Stored data entries
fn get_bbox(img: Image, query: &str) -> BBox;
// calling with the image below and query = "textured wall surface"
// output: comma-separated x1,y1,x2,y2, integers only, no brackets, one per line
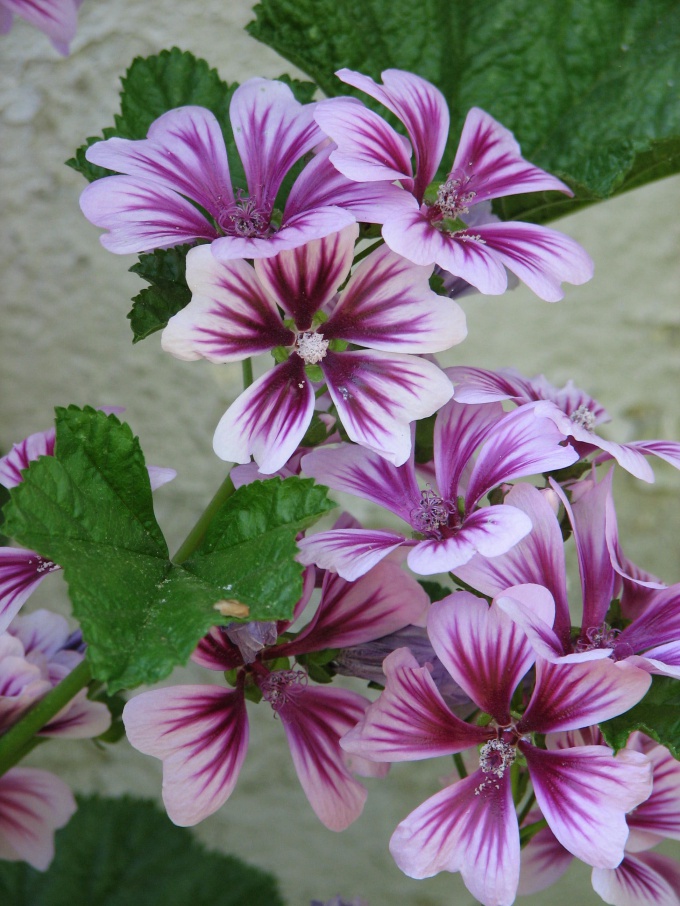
1,2,680,904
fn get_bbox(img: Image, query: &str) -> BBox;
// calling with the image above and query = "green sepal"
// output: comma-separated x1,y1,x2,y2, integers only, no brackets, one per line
418,580,451,603
244,683,264,705
327,339,348,353
304,363,324,382
414,413,436,463
600,675,680,759
299,414,330,447
87,684,127,745
266,656,291,671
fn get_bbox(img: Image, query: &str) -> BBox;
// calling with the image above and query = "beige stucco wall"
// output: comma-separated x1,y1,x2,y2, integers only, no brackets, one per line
1,2,680,904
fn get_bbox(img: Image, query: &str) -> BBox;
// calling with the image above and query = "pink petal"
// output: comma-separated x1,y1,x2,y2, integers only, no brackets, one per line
80,176,219,254
296,528,407,582
301,443,421,524
212,357,315,474
472,221,594,301
390,770,519,905
520,658,651,734
523,743,652,867
147,465,176,490
433,399,505,502
315,97,414,184
122,684,249,826
254,225,357,329
626,739,680,851
2,0,78,52
451,107,572,204
323,349,453,466
592,852,680,906
191,626,243,672
41,685,111,739
618,584,680,655
324,242,467,352
0,428,55,489
275,684,370,830
85,107,234,218
336,68,449,200
161,247,292,362
0,767,76,870
428,593,535,722
0,548,61,634
341,647,487,762
518,819,573,896
278,559,428,656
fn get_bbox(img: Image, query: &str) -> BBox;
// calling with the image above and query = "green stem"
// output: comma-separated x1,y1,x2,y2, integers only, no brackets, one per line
172,473,235,564
352,238,384,265
452,751,468,779
242,358,254,389
0,659,92,778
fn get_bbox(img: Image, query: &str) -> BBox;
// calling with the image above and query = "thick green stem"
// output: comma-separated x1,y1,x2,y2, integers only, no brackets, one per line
242,357,254,389
0,659,92,778
172,473,235,564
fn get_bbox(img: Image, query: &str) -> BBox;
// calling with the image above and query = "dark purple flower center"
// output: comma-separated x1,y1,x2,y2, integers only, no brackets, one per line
410,489,460,538
258,668,307,711
435,170,477,219
217,192,271,238
575,622,621,653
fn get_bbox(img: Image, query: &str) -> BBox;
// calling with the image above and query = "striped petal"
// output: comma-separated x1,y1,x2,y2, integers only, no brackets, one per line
324,242,467,352
161,246,292,362
85,107,233,217
592,852,680,906
212,357,315,474
626,737,680,851
433,399,505,503
322,349,453,466
0,428,55,488
296,528,407,582
2,0,78,54
122,684,249,826
0,548,60,634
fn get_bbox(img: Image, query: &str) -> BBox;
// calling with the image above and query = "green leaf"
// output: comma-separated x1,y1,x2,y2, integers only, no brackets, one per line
418,580,451,603
2,408,333,692
127,246,193,342
183,476,335,619
0,471,9,547
599,675,680,759
248,0,680,222
0,795,284,906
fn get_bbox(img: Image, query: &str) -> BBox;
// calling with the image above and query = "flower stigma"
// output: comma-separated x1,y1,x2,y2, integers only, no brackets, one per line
570,403,597,432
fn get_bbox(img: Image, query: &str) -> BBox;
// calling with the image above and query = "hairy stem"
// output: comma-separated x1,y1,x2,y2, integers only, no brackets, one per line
172,473,235,564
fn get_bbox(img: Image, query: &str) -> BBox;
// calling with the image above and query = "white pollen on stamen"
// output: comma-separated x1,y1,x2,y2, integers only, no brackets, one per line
570,403,597,432
296,331,329,365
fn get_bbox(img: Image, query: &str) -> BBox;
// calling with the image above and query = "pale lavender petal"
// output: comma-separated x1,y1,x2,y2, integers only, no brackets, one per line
85,107,233,217
301,443,421,524
146,465,176,490
471,221,594,302
629,647,680,679
2,0,78,52
451,107,572,203
433,399,504,502
80,176,218,254
591,438,656,483
230,78,322,206
336,68,449,200
445,364,537,404
518,819,573,896
465,402,578,510
406,505,532,575
255,225,357,329
213,357,314,474
275,685,370,830
122,684,249,826
40,685,111,739
7,608,69,659
279,560,428,656
315,98,414,184
296,529,407,582
342,648,486,763
0,428,55,488
494,584,569,662
390,770,519,905
519,658,651,735
428,593,535,722
0,548,61,634
0,767,76,870
191,626,243,672
323,349,453,465
592,852,680,906
629,439,680,472
324,243,467,352
161,247,292,362
524,743,653,867
626,739,680,850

**WHAT TO WORK ON:**
From the entries above, write out every line without a single change, skipping the images.

**RESPONSE AREA:**
fn get_bbox(img: Image, query: &str) -> BBox;
// calling with the image below and query = "textured wall surface"
// output: comma-separated x1,y1,x2,y2, integers only, no brackets, one per line
1,2,680,904
fn get_bbox(img: Image, query: &str) -> BBox;
// calling with the image above and query = "green sepal"
// output: comma-separated x1,y1,x2,y2, integers only, no brackets, one per line
418,580,451,603
244,683,264,705
327,339,348,353
304,363,324,382
414,413,436,463
600,675,680,759
299,414,330,447
87,684,127,745
266,656,291,671
fn get_bbox(img: Image, query: &str) -> BBox;
// calling with the image above and query = "beige stucco wall"
// output: comma-separated x1,y1,x2,y2, integers only, no brackets, one per line
1,2,680,904
fn get_bbox(img: Image, query: &str) -> BBox;
// calling with the image above and query = "pink petal"
// output: comma-separated x1,y1,x2,y2, integers only, no brackets, one per line
80,176,219,254
296,528,407,582
301,443,421,524
212,357,315,474
472,221,594,301
390,770,519,905
520,658,651,734
523,743,652,867
147,465,176,490
433,399,505,502
315,97,414,184
122,684,249,826
254,225,357,329
626,739,680,851
2,0,78,52
451,107,572,204
323,349,453,466
592,852,680,906
191,626,243,672
41,685,111,739
618,584,680,655
324,242,467,352
0,428,55,489
275,684,370,830
85,107,234,218
336,68,449,200
161,247,292,362
0,767,76,870
428,593,535,722
0,548,61,634
341,647,487,762
518,819,573,896
278,559,428,656
fn get_bbox(img: Image, query: &str) -> BBox;
// calling with the image above and query = "green stem"
// output: comma-separated x1,y1,x2,y2, integers only, no brackets, one per line
172,473,235,564
352,238,384,265
452,751,468,779
242,358,254,389
0,659,92,778
fn get_bbox(img: Image, query: &str) -> BBox;
// calling with the image above and query = "thick green stem"
// output: comma-separated x1,y1,x2,y2, integers only, no brackets, one per line
242,357,254,389
0,659,92,778
172,473,235,564
fn get_bbox(img: Image, query: &str) -> BBox;
// calling with the image above and query = "dark purple flower center"
// output: comma-separated x1,y1,x2,y2, integers only, no brackets, one per line
410,489,460,538
258,668,307,711
435,170,477,219
217,192,271,238
575,622,621,653
fn get_bbox(img: Image, query: &str) -> BBox;
// calling with the image above and query = "striped petal"
// output: comma-separated x1,y1,x2,y2, integers only, no brackets, one per line
324,242,467,352
161,246,292,362
85,107,233,217
592,852,680,906
212,357,315,474
626,737,680,851
433,399,505,503
322,349,453,466
0,428,55,488
296,528,407,582
2,0,78,54
122,684,249,826
0,548,60,634
fn get_bbox(img: Image, query: &str) -> BBox;
// calling with the image above and query = "green leaf"
// output: comma-separated x1,y1,x2,y2, integers only, no brackets, one per line
418,580,451,603
2,408,333,692
127,246,193,342
183,476,335,619
0,471,9,547
599,675,680,759
248,0,680,222
0,795,284,906
fn get_bbox(img: Image, query: &str) -> BBox;
// calling with the image above and query = "flower stigma"
// output: comma-separated x1,y1,x2,y2, integers only, no brackets, one per line
570,403,597,432
fn get_bbox(img: Image, query: &str) -> BBox;
// calling with the image above and query = "hairy stem"
// output: comma-separated x1,y1,x2,y2, integers only, no brackets, one per line
172,473,235,564
fn get_bbox(img: Image, query: &str) -> BBox;
// calling with the image above and query = "white pollen on stamen"
// output: comma-separated x1,y1,x2,y2, integers only, no brackets, one per line
570,403,597,432
296,331,329,365
fn get_bbox(img: Image, query: &str) -> BBox;
// calling with the image above and query = "pale lavender petal"
// output: comma-separated x1,y1,x2,y2, integers only, no brackets, one per line
85,107,233,217
301,443,421,524
146,465,176,490
471,221,594,302
629,647,680,679
2,0,78,52
451,107,572,203
433,399,504,502
80,176,218,254
591,438,656,483
230,78,322,206
336,68,449,200
445,364,537,404
518,819,573,896
465,402,578,510
406,505,532,575
255,225,357,329
213,357,314,474
275,685,370,830
122,684,249,826
40,685,111,739
7,608,69,659
279,560,428,656
315,98,414,184
296,529,407,582
342,648,486,763
0,428,55,488
494,584,569,662
390,770,519,905
519,658,651,735
428,593,535,722
0,548,61,634
0,767,76,870
191,626,243,672
323,349,453,465
592,852,680,906
629,439,680,472
324,243,467,352
161,247,292,362
524,743,653,867
626,739,680,850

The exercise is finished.